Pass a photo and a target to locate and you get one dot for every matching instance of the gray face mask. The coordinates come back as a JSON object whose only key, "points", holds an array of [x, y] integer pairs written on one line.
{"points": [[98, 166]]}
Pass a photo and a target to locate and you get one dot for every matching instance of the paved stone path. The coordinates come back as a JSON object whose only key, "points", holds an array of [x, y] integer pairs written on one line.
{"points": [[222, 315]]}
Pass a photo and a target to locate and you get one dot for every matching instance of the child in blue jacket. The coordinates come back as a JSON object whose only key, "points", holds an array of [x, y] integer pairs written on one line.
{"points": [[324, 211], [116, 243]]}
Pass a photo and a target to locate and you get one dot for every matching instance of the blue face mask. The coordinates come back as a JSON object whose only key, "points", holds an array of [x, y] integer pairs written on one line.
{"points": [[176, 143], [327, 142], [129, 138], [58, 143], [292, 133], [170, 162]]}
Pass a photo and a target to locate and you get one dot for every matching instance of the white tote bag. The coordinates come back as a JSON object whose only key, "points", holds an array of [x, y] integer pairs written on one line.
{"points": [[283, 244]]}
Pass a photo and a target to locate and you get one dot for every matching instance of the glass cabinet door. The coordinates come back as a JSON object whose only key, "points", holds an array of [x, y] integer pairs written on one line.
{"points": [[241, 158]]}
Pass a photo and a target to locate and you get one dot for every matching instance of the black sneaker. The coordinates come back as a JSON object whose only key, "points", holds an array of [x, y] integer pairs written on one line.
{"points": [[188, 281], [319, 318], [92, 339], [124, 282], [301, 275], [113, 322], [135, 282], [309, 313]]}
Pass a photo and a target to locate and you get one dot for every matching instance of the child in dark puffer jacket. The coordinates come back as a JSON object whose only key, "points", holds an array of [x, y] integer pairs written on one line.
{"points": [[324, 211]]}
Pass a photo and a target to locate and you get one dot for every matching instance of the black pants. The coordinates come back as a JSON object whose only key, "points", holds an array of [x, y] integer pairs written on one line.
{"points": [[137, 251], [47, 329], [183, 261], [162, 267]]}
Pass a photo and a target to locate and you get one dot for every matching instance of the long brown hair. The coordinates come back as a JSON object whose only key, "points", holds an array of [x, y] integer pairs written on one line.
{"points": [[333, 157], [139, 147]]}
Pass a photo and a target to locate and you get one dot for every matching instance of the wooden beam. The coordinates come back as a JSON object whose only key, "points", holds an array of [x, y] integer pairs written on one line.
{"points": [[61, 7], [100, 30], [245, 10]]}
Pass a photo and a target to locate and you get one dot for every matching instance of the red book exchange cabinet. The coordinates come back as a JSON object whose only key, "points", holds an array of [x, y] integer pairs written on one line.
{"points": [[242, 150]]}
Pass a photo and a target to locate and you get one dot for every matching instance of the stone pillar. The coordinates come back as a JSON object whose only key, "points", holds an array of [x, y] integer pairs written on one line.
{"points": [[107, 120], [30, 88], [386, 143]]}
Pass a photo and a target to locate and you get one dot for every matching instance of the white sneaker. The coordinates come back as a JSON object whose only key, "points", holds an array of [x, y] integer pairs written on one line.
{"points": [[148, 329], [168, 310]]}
++++++
Problem details. Reproduce every record above exactly as it is written.

Task solution.
Pass a photo and a target to locate and you get one dot for every matching instance of the gray face mask. The coordinates come back as a JSON object whose only key, "points", holds an array of [x, y] integer pairs written on one line.
{"points": [[98, 166]]}
Pass a photo and a target to locate and you get one dot for every matching instance of the paved stone path. The coordinates come back as a JSON object whose only key, "points", holds an array of [x, y] integer pairs written on one line.
{"points": [[222, 315]]}
Pass a photo and a target to locate and you get one dot for every matching instance of the child in blue jacket. The coordinates come back as a JSON object whose only key, "points", holds an array of [x, y] integer pairs written on one line.
{"points": [[324, 211], [116, 243]]}
Pass a photo and a target to locate and you get one dot for every matching instance of the blue face mask. The coordinates come back as a JSON object whose only key, "points", holds an array of [x, y] integer pairs written on one line.
{"points": [[176, 143], [327, 142], [129, 138], [58, 143], [292, 133], [170, 162]]}
Pass a photo and a target to locate and you get one dot for every matching instance of the white tote bag. The coordinates come back as a JSON object whose only key, "points", holds an array of [x, y] integer pairs written on one line.
{"points": [[283, 244]]}
Pass a photo and a target to locate and you get one dot for every matching instance of the glass cabinet door. The coordinates come back as a JSON object whose only key, "points", holds an array of [x, y] integer pairs written on one line.
{"points": [[241, 158]]}
Pass a photo and a target to locate and you get one dot for every matching instance of the black sneaker. The coordinates come back as a JSON object whose only key, "points", holds an array of [x, y] integer pairs written on one line.
{"points": [[188, 281], [319, 318], [92, 339], [124, 282], [301, 275], [113, 322], [135, 282], [309, 313]]}
Pass a photo and a target to locate and you get one dot for every matching instance of the child in dark puffer jacket. The coordinates come back as a JSON object whose only key, "points", holds an array of [x, y] integer pairs written on one line.
{"points": [[324, 211]]}
Pass a photo and a target to locate and you get one dot for every matching instance of the black pants. The coordinates come back as a JSON object whose only key, "points", holds an array of [x, y] integer pairs written on one line.
{"points": [[137, 251], [47, 329], [183, 261], [162, 267]]}
Pass a photo and a target to locate and you get one dot for every matching instance of the long brown hair. The coordinates come back as a JSON object whose only key, "points", holds an array of [x, y] integer pairs written on one line.
{"points": [[333, 157], [139, 147]]}
Pass a photo and a target to locate and you get one dot for every matching instance of the wooden beam. The coordinates come back as a JSON object whose only key, "points", holds an array of [x, y] integer pairs written on one line.
{"points": [[61, 7], [100, 30], [245, 10]]}
Pass a photo and a target to locate and you get one dot for every matching instance of the red book exchange cabinet. The coordinates come back as a JSON object whose only key, "points", holds an array of [x, y] integer pairs written on one line.
{"points": [[242, 150]]}
Pass a photo and a target to locate and you get one dot for every matching instance of the stone pillar. The coordinates come back as a JSON object whose only key, "points", holds an array of [x, y] integer pairs written on one line.
{"points": [[107, 120], [30, 88], [386, 143]]}
Pass a photo and a target to locate and you get one dot for every matching instance of the white sneaker. The coordinates come back as a JSON object whose only key, "points", holds an array of [x, y] integer pairs written on one line.
{"points": [[148, 329], [168, 310]]}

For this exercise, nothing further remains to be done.